→ **Exercise material**

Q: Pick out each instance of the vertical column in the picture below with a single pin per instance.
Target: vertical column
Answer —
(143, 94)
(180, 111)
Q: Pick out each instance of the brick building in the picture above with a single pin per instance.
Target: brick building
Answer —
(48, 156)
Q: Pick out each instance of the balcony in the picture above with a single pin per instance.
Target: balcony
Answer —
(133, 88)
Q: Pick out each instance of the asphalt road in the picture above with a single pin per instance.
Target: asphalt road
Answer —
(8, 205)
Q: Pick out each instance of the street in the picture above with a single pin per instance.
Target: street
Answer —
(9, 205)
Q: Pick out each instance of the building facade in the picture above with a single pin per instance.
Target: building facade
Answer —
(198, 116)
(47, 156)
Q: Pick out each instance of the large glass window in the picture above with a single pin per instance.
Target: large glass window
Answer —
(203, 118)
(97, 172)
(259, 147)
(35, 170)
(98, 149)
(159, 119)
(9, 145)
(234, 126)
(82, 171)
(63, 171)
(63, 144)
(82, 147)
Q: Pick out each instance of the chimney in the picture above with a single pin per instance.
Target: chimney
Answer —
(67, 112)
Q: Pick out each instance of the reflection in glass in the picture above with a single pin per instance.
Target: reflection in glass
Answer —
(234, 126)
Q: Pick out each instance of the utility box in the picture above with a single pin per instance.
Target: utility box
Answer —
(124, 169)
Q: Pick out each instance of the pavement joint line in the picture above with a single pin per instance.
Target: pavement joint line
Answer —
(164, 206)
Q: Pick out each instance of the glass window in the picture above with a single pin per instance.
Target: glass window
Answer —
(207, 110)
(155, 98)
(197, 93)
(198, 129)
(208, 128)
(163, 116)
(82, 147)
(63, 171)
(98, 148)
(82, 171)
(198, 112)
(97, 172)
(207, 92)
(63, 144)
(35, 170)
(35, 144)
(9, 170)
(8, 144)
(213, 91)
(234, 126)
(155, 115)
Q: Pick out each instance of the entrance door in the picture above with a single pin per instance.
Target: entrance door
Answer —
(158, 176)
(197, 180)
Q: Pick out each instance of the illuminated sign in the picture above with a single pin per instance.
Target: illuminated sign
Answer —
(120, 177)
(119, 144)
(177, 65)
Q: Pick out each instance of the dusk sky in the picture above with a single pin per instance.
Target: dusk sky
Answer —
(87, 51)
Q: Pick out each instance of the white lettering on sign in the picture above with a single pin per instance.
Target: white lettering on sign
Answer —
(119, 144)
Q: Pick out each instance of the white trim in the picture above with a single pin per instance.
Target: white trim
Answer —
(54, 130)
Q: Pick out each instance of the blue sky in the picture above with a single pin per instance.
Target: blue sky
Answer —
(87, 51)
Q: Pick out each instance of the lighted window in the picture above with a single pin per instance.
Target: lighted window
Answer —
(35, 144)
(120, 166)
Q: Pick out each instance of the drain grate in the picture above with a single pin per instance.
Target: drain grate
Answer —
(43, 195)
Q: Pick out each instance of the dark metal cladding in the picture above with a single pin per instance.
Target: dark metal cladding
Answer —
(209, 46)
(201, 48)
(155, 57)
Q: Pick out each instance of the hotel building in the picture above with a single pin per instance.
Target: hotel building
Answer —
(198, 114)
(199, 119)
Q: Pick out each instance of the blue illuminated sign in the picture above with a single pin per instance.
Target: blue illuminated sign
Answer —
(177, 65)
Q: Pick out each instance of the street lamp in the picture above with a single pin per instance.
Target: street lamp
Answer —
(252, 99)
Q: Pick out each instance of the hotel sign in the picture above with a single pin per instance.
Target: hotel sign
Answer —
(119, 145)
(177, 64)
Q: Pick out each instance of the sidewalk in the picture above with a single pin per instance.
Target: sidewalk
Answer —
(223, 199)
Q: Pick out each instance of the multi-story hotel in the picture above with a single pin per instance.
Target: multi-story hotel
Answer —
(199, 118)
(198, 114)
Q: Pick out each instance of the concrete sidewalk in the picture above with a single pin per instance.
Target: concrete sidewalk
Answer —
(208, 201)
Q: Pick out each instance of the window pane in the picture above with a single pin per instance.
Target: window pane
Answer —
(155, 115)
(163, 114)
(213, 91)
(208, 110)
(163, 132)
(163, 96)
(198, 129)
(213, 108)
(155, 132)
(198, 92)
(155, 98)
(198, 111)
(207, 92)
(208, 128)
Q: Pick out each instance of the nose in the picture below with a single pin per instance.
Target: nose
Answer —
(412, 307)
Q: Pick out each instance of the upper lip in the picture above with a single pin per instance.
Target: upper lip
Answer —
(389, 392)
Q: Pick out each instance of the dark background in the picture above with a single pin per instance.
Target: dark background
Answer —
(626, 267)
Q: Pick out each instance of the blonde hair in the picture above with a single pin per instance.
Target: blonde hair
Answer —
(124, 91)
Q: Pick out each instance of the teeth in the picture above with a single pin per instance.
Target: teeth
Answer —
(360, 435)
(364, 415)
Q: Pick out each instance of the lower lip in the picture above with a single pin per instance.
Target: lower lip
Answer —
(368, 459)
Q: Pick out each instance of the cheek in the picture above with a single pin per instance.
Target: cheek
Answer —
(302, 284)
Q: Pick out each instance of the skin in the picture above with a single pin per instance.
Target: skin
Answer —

→ **Brief**
Copy all of the records above line for line, changing nothing.

→ **Response for this exercise**
Q: Pick out each instance of the vertical column in the picture below with a single pin per instance.
Target: vertical column
Answer —
(143, 94)
(180, 111)
Q: Pick out each instance of the brick building in the picture above with a single pin per instance.
Target: brick building
Answer —
(48, 156)
Q: Pick out each instance of the balcony in the picture above with a single pin per instance.
Target: balcony
Answer —
(133, 88)
Q: Pick out each instance of the asphalt road in the picture above with a single pin per instance.
Target: asphalt road
Answer —
(8, 205)
Q: Pick out each instance of the street in the picture above with a single pin per instance.
Target: street
Answer —
(9, 205)
Q: Pick out each instance of the building facade in the picture above with a single pin per instance.
Target: building facade
Answer —
(198, 116)
(47, 156)
Q: Pick out each instance of the large glass window in the picture above with a single pin per instance.
Target: large glass window
Answer —
(203, 118)
(97, 172)
(259, 147)
(35, 170)
(98, 149)
(159, 119)
(9, 145)
(234, 126)
(82, 171)
(63, 171)
(63, 144)
(82, 147)
Q: Pick out each instance of the chimney in the picture above with a single pin per instance.
Target: chimney
Answer —
(67, 112)
Q: Pick out each instance of the reflection in glass in the picture above with a single pin per instance.
Target: reflection in glass
Answer —
(234, 126)
Q: Pick out each instance of the utility box in the picture above with a single pin per instance.
Target: utility box
Answer —
(124, 169)
Q: Pick out each instance of the pavement joint line in the picture above with a single pin per instance.
Target: pavement joint line
Answer —
(164, 206)
Q: Pick out each instance of the glass window in the picture above with a single pin per instance.
Target: glass window
Answer —
(207, 110)
(155, 98)
(197, 93)
(198, 129)
(208, 128)
(163, 116)
(82, 147)
(63, 171)
(98, 148)
(82, 171)
(198, 112)
(97, 172)
(207, 92)
(63, 144)
(35, 170)
(35, 144)
(9, 170)
(8, 144)
(213, 91)
(234, 126)
(155, 115)
Q: Pick out each instance of the entrance door in the picture above with a single pin per instance.
Target: entrance door
Answer —
(158, 176)
(197, 180)
Q: Pick out each instance of the illuminated sign in the picture above with a single pin per instance.
Target: illuminated sign
Answer —
(120, 177)
(119, 144)
(177, 65)
Q: Pick out each instance of the dusk sky in the picture above with a single pin per instance.
Target: dusk sky
Answer —
(87, 51)
Q: Pick out each instance of the white lettering on sign in the picture above with a single pin per instance.
Target: white lettering on sign
Answer —
(119, 144)
Q: Pick out each instance of the white trim in the picture above with a single pin per instance.
Target: white trim
Answer —
(54, 130)
Q: Pick out each instance of the blue sky in the picture above with a single pin per instance.
Target: blue sky
Answer —
(87, 51)
Q: Pick out each instance of the lighted window in the picture above with a single pin per instance.
Target: lighted window
Answer —
(35, 144)
(120, 166)
Q: Pick out each instance of the drain grate in the picture above with a single pin per instance.
Target: drain grate
Answer —
(43, 195)
Q: Pick out each instance of the dark metal cladding in the picture above with a single pin per instance.
Target: dark metal cladding
Answer —
(209, 46)
(201, 48)
(155, 57)
Q: Pick out each instance of the hotel building in the picture above with a single pin per instance.
Target: hotel building
Answer —
(198, 114)
(199, 119)
Q: Pick out each instance of the blue illuminated sign in the picture above with a single pin per instance.
Target: blue illuminated sign
Answer —
(177, 65)
Q: Pick out each instance of the street lamp in the picture above with a single pin per instance.
Target: street lamp
Answer —
(252, 99)
Q: Pick out each instance of the hotel sign in the picture above with a single pin per instance.
Target: hotel sign
Answer —
(119, 145)
(177, 64)
Q: Pick out each instance of the sidewalk in the picture above with a single pin per instance.
Target: sidewalk
Answer —
(223, 199)
Q: Pick out each instance of the multi-story hotel in the picture above with a single pin per instance.
Target: multi-story hotel
Answer —
(199, 118)
(198, 114)
Q: Pick out each instance of the concrete sidewalk in the picture above with a single pin per instance.
Target: concrete sidewalk
Answer —
(208, 201)
Q: Pick out each instance of the window pane in the picture above with a single pin per instance.
Target: window pane
Answer —
(155, 115)
(163, 114)
(213, 91)
(208, 110)
(163, 132)
(163, 96)
(198, 129)
(213, 108)
(155, 132)
(198, 92)
(155, 98)
(198, 111)
(207, 92)
(208, 128)
Q: Pick out each instance of the nose in the picture below with a single pin per instance.
Target: nose
Answer —
(412, 307)
Q: Pick out each instance of the upper lip in the picture above with a single pin per instance.
Target: upper lip
Answer —
(389, 392)
Q: Pick out each instance of the dark background in the picture above with a single pin per instance.
Target: dark background
Answer —
(626, 267)
Q: Pick out each instance of the blonde hair in the picture above with a single pin per instance.
Target: blonde hair
Answer —
(124, 91)
Q: Pick out each instance of the teeth in the picture above with a single pin per instance.
Target: teeth
Answer —
(360, 435)
(364, 415)
Q: Pick out each instance of the lower lip in the picture above with a single pin per instance.
Target: lower lip
Answer —
(368, 459)
Q: Pick out each instance of the cheek in the picture above with a single pin per instance.
Target: cheek
Answer —
(302, 284)
Q: Pick out each instance of the skin in the picture above with a single pin per instance.
Target: skin
Answer —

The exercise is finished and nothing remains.